SELECTION –
:::

Cool. Now let's grab a list of headers for our CSV and append a `'Year'` value. We'll grab the headers from the first sheet and then, as we cruise through each sheet, check to make sure that the headers in _that_ worksheet match the headers we've extracted.

This one is a little tangled, but let's work inside out to parse it out.

In [14]:
# get the values from the first worksheet and turn 'em into a list
list_of_values = list(wb[first_sheet].values)

# get the first [0] item in the list -- the headers -- and
# turn the tuple into a list
headers = list(list_of_values[0])

# append the fieldname 'Year' to our list of headers
headers.append('Year')

### Write an extraction function

We're going to write a function that will take the name of a worksheet, extract the data and return it as a list of dictionaries.

We're also going to see a few new functions:
- [`assert()`](https://docs.python.org/3/reference/simple_stmts.html#the-assert-statement) for making sure that the headers on each sheet match
- [`zip()`](https://docs.python.org/3/library/functions.html#zip) for marrying up each piece of data in a row to its correct field name
- [`dict()`](https://docs.python.org/3/library/functions.html#func-dict) for turning our zipped object into a dictionary

👉 For more details on writing your own functions, [see this notebook](../reference/Functions.ipynb).

:::

DATA EXCERPTS –
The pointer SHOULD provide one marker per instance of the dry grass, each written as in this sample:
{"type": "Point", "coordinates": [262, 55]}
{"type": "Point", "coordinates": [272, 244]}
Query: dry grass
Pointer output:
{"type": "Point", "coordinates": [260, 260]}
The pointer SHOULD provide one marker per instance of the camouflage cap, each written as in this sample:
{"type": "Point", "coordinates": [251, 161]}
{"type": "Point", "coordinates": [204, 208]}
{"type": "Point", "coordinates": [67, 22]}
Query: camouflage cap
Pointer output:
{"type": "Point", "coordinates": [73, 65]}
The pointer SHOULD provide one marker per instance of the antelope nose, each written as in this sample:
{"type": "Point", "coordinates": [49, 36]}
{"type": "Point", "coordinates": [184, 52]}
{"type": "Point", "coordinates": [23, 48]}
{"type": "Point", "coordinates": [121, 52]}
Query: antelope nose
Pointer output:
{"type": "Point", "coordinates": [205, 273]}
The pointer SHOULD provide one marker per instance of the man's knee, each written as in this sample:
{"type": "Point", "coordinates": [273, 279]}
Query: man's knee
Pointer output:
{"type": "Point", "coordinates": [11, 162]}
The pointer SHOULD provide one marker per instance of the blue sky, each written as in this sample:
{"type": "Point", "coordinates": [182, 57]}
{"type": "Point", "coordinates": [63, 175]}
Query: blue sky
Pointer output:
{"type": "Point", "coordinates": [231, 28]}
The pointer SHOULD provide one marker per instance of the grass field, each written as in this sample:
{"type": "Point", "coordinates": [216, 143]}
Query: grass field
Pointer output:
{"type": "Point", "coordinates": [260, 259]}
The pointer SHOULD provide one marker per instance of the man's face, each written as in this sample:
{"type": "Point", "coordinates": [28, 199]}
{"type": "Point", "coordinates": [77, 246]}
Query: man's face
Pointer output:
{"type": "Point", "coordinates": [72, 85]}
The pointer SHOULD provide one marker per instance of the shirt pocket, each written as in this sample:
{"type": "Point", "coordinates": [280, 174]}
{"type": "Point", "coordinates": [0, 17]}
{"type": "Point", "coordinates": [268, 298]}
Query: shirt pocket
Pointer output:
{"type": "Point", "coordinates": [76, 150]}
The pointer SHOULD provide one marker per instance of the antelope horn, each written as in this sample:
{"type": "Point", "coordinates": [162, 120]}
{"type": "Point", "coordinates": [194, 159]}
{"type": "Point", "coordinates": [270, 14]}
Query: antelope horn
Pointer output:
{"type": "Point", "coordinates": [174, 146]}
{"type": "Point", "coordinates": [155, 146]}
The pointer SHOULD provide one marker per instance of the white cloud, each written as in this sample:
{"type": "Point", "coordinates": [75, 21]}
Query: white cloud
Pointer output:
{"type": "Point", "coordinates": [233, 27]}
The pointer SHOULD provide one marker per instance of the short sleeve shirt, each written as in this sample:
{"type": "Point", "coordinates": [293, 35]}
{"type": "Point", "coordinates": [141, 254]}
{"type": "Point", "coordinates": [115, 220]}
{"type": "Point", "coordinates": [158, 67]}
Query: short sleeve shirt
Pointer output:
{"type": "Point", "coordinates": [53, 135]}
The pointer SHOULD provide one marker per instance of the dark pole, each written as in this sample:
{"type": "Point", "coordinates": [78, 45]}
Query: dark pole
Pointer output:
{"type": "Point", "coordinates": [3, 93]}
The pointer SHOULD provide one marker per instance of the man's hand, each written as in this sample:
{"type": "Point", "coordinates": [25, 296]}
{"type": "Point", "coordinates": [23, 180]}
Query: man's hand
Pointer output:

:::

CHALLENGE 1 – In the Python tutorial, which function is used to marry up each piece of data in a row to its correct field name?
CHALLENGE 2 – Reproduce word for word the part of the Python tutorial that opens with the words containing "# append the" and closes with "list of dictionaries.".

FULL SOLUTION 1 – zip()

FULL SOLUTION 2 –
# append the fieldname 'Year' to our list of headers
headers.append('Year')

### Write an extraction function

We're going to write a function that will take the name of a worksheet, extract the data and return it as a list of dictionaries.